PROVIDED PASSAGE —
Use of Tasers by University Security Guards

Last year I posted over on the Shoup blog about an incident in which UCLA security guards tasered a student 5 times in the Library. The accompanying video seems to show a situation in which, in my opinion, security guards indulge themselves in an entirely unnecessary power trip. You can read more of my response in the link above

Yesterday at a debate with Senator Kerry, security guards at the University of Florida used a taser on a student who went over his alloted question time:

I showed this to a friend and his response was that the student seems to be deliberately escalating the situation. Personally, I find the situation disturbing because of how quickly the security guards escalate the situation in the first place, by grabbing him. What do all of you think?

Aside from the questions of free speech this video raises is the question of the situations in which security guards or police officers choose to use tasers. After the incident at UCLA, the university commissioned an independent investigation, which said:

We find that one UCLAPD officer violated UCLA use of force policies in the incident. We further conclude that UCLAPD’s current policies are, in any event, unduly permissive, giving the police unnecessary latitude, and are inconsistent with the policies of other universities and leading police departments across the country, including other University of California campuses, the LAPD, and the Los Angeles County Sheriff’s Department (LASD). The UCLAPD policy stands alone in its legitimization of the Taser as a pain compliance device against passive resisters.

The last sentence is a key one for those who commit acts of passive resistance to police officers. What pain compliance techniques are likely to be used in these situations? In the St. Patrick’s day incident I wrote about last spring police officers threatened people with a taser but ended up using physical grappling instead to “subdue” members of the parade.

Farhad Manjoo at Salon.com said:

Don’t university cops have YouTube, too? These people work in the most visible environments in the world, where every witness has both a cellphone cam and a broadband connection and knows how to use them. You’d suppose that after just one of these well-publicized incidents, every campus P.D. in the nation would decide that whatever advantage there might be in using the Taser, the inevitable fallout is too much.

Of course, it’s important to remember in this discussion that this kind of behavior and much worse happens off video, usually to people of color and/or those without power. The recent story in New York in which NYPD veteran says cops beat, Tasered teen son at barbecue seems to be a situation in which police underestimated the connections of one young African-American man.

Comments (6)

  1. dave

    Tim… thanks for posting this. I was going to write about it and didn’t get around to it today.

    I agree with you that it appears that the police escalated the incident, especially when it was because he stayed too long at a microphone and Sen. Kerry was saying something to the effect of, “Stop, I will answer his question.”

    Did the student further escalate things? Probably – he did resist when the police used force, which is almost never a winnable situation. But the quick use of force to pull him out of the room, and then the quick use of the taser, is more than disturbing.

    I would argue that the use of a taser at all is quite disturbing, as more and more frequently it is causing more physical injuries (and even death) than they are “supposed to” cause.

RECORDS PROVIDED —

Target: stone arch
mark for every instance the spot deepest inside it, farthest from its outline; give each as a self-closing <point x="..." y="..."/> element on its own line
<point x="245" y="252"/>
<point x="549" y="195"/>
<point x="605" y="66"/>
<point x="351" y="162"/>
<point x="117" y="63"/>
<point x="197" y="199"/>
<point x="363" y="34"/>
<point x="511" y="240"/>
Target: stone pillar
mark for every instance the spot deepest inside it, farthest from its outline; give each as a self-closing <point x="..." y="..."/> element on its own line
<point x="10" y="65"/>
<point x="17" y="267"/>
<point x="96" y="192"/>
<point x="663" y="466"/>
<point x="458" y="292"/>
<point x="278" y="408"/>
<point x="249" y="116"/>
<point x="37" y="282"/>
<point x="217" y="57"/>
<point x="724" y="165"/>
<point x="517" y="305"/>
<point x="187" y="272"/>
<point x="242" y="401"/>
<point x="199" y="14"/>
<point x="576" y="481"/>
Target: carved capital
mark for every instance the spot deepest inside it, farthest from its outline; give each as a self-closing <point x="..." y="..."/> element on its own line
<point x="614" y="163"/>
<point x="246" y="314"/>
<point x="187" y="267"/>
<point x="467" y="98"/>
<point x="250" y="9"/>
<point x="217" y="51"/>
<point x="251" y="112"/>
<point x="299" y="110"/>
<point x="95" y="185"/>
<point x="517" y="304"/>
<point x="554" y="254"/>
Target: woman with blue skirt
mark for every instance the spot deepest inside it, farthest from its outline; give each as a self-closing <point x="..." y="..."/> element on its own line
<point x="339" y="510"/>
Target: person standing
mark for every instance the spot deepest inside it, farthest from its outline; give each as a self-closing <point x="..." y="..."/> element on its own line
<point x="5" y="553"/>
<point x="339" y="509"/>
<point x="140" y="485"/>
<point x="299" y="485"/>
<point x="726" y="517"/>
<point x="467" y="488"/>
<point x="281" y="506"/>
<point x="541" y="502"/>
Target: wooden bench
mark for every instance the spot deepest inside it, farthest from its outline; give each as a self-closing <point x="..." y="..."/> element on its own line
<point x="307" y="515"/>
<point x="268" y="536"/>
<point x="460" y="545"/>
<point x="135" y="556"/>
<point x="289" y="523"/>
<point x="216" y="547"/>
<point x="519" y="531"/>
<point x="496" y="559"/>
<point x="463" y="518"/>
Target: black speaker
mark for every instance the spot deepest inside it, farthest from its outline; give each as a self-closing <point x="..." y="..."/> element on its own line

DIRECTIONS —
**A)** From the blog post about campus security guards using Tasers, copy the passage from "Of course, it’s" up to and including "young African-American man.".
**B)** In the blog post about campus security guards using Tasers, how many times was the student at UCLA tasered in the Library?

SOLUTIONS BY TASK —
**A)**
Of course, it’s important to remember in this discussion that this kind of behavior and much worse happens off video, usually to people of color and/or those without power. The recent story in New York in which NYPD veteran says cops beat, Tasered teen son at barbecue seems to be a situation in which police underestimated the connections of one young African-American man.

**B)** Five times.